__WORK TO DO__
Copy out all the entries exactly.

----------

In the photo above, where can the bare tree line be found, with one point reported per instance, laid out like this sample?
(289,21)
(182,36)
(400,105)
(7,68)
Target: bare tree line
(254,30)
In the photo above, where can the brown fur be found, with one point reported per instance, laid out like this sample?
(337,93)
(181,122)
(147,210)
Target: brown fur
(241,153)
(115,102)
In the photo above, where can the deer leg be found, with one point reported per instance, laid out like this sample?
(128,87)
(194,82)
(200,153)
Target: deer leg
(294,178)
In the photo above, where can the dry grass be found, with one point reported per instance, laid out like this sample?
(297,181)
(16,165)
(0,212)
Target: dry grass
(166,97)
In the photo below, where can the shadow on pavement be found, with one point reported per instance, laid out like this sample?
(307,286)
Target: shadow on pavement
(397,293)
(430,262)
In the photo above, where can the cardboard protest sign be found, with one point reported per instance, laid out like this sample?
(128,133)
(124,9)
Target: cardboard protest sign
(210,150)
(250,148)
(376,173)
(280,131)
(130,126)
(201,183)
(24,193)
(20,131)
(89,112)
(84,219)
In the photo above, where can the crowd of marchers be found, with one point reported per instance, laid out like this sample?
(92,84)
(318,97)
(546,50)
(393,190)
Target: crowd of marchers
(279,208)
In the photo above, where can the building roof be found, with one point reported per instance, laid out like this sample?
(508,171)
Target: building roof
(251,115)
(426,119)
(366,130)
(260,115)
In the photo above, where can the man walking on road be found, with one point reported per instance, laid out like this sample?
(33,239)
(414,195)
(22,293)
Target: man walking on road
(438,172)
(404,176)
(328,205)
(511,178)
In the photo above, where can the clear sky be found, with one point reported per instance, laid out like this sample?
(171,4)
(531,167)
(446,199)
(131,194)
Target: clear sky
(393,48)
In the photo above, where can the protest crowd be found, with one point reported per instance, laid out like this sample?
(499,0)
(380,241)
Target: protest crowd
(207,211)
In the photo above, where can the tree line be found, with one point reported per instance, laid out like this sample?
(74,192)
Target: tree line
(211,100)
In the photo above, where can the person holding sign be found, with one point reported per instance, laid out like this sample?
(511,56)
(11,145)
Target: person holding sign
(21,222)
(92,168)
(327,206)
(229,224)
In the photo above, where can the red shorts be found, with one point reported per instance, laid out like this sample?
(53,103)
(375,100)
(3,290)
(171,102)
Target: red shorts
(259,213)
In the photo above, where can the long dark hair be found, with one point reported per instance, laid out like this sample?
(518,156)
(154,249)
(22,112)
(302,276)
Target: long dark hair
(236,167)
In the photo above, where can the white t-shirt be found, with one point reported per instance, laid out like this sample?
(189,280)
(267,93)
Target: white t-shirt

----------

__FULL SOLUTION__
In the photo above, where can the bare tree line be found, with one point reported per instance, laid out like this sample?
(289,21)
(182,36)
(400,105)
(7,68)
Target: bare tree line
(254,30)
In the photo above, where can the brown fur be found, with one point reported per instance, laid out like this sample?
(337,93)
(181,122)
(147,210)
Target: brown fur
(241,153)
(115,102)
In the photo above, where can the deer leg be found, with one point reported per instance, laid out like this sample?
(128,87)
(194,82)
(200,153)
Target: deer leg
(294,178)
In the photo above, where can the dry grass be found, with one point reported per instance, laid out like this sample?
(297,181)
(16,165)
(0,212)
Target: dry grass
(166,97)
In the photo below, where can the shadow on pavement be found, with one point reported per instance, laid out like this sample?
(307,286)
Target: shadow on pavement
(397,293)
(430,262)
In the photo above, where can the cardboard protest sign be found, with one point reported per instance, laid out like this sample?
(128,133)
(124,9)
Target: cardboard protest sign
(210,150)
(250,148)
(376,173)
(280,131)
(130,126)
(201,183)
(24,193)
(20,131)
(89,112)
(84,219)
In the photo above, where can the crowd of marchers be found, with one point reported per instance, laid out like this sample?
(92,84)
(318,97)
(546,50)
(393,190)
Target: crowd of marchers
(279,208)
In the photo above, where can the building roof be found, with one point reported per instance, laid out like this sample?
(508,171)
Target: building roof
(251,115)
(426,119)
(366,130)
(260,115)
In the photo above, where can the man walking on road be found, with one point reported per instance, laid out like this sample?
(33,239)
(414,195)
(22,293)
Target: man walking on road
(438,172)
(404,176)
(328,205)
(511,178)
In the photo above, where can the clear sky be found, with one point reported per instance, laid out like this sample?
(171,4)
(531,167)
(446,199)
(131,194)
Target: clear sky
(393,48)
In the photo above, where can the protest crowd be found, with one point reported per instance, laid out like this sample?
(499,0)
(380,241)
Target: protest crowd
(207,211)
In the photo above, where can the tree line be found, with one point reported per instance, laid out like this sample?
(74,192)
Target: tree line
(211,100)
In the photo above, where can the person holding sign be found, with one point reported per instance, laid out like this sample?
(511,56)
(11,145)
Target: person holding sign
(21,222)
(92,168)
(327,206)
(229,224)
In the photo above, where can the red shorts be found, with one point reported per instance, laid out like this sample?
(53,103)
(375,100)
(3,290)
(171,102)
Target: red shorts
(259,213)
In the photo above, where can the long dark hair be found, with one point reported per instance, laid out like this sample?
(518,156)
(154,249)
(22,112)
(302,276)
Target: long dark hair
(236,167)
In the photo above, where can the white t-shirt be found, with one point reported per instance, laid out like this sample?
(189,280)
(267,93)
Target: white t-shirt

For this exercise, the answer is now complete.